ACTIVITY »
Among the lines of the records, find all that carry the word "below" and copy them.

RECORDS TO USE »
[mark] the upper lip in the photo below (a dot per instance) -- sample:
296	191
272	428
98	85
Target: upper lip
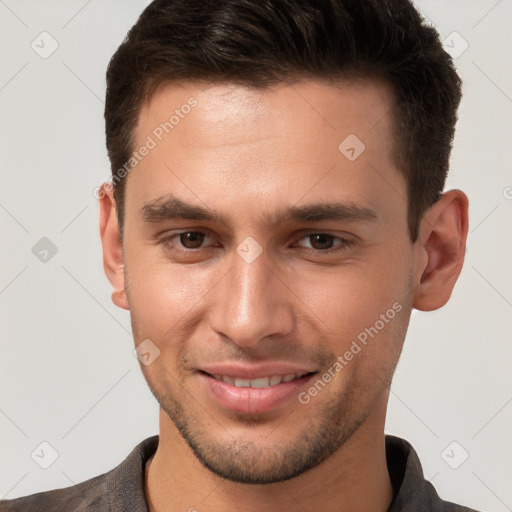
255	371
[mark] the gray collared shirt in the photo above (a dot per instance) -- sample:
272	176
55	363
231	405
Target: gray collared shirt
122	488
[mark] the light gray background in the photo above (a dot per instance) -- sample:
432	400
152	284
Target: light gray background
67	372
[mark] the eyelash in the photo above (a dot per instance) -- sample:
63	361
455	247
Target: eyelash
344	243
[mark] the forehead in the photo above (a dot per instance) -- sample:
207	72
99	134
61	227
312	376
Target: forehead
239	145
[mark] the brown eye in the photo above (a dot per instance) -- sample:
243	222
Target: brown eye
324	242
321	241
191	239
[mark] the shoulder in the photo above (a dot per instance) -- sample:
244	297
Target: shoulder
412	491
121	488
89	495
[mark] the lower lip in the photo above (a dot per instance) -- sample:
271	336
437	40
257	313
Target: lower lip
253	400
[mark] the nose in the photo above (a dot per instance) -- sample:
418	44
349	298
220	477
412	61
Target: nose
252	302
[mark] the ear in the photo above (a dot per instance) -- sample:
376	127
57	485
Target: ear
441	247
110	233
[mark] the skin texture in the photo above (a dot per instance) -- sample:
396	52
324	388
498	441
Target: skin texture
246	154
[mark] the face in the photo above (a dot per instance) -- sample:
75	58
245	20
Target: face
263	239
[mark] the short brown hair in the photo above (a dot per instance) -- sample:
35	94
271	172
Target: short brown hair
262	42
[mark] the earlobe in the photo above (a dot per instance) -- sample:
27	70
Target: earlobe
110	234
443	234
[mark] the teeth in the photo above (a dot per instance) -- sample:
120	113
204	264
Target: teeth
260	382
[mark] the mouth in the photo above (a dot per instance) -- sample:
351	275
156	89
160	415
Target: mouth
260	382
254	396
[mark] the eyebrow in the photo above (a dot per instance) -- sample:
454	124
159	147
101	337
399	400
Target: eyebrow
170	207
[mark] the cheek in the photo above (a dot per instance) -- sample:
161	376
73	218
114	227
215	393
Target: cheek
160	293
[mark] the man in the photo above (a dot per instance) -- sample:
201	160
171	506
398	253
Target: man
277	211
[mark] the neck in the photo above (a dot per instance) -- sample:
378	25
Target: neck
354	478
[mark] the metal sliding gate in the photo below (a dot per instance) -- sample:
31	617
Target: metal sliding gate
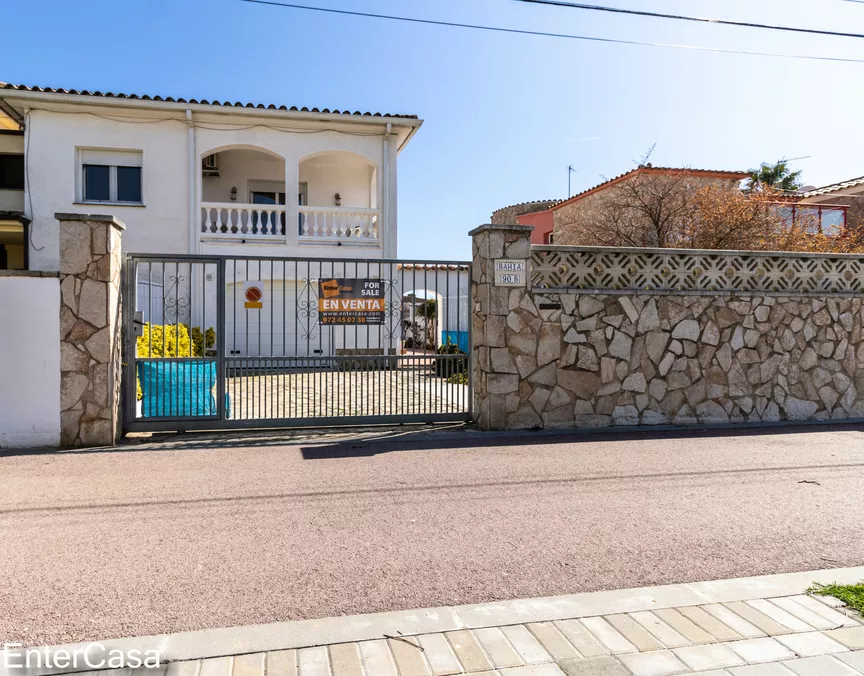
214	342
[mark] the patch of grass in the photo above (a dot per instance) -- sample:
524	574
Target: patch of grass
851	594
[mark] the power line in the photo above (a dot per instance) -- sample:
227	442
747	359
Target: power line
682	17
566	36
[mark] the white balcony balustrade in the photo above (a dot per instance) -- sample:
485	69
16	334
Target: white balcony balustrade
232	221
348	225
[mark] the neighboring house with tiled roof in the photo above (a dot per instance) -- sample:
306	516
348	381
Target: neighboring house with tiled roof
535	213
201	176
570	216
839	203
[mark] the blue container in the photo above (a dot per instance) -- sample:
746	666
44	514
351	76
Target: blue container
177	388
459	338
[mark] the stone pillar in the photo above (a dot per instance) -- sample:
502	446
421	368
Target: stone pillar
90	329
495	379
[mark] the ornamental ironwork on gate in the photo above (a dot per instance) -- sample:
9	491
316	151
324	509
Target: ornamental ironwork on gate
216	342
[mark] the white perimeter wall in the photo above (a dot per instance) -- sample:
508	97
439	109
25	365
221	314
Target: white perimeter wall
29	362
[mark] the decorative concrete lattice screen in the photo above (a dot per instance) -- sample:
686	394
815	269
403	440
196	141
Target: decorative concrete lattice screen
679	270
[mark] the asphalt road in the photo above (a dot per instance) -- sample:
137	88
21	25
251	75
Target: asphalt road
170	537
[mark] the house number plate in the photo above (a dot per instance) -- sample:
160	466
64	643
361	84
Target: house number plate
510	272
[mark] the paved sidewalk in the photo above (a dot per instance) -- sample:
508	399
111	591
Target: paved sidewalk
758	626
203	531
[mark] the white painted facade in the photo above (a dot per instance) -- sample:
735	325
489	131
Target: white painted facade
29	362
318	154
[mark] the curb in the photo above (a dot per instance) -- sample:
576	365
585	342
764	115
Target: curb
210	643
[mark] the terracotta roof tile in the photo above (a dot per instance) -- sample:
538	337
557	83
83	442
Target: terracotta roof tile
834	187
171	99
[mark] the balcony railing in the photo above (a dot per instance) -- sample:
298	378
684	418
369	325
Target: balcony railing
349	225
266	223
230	220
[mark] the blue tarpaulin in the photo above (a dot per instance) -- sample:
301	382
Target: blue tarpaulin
459	338
177	388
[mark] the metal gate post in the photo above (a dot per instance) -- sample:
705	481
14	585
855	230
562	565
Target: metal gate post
220	339
128	389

TASK SOLUTION »
[mark] the upper lip in the photo below (a dot per instance) -- sample:
[mark] the metal sliding gate in the photo below (a dot per instance) -- sample:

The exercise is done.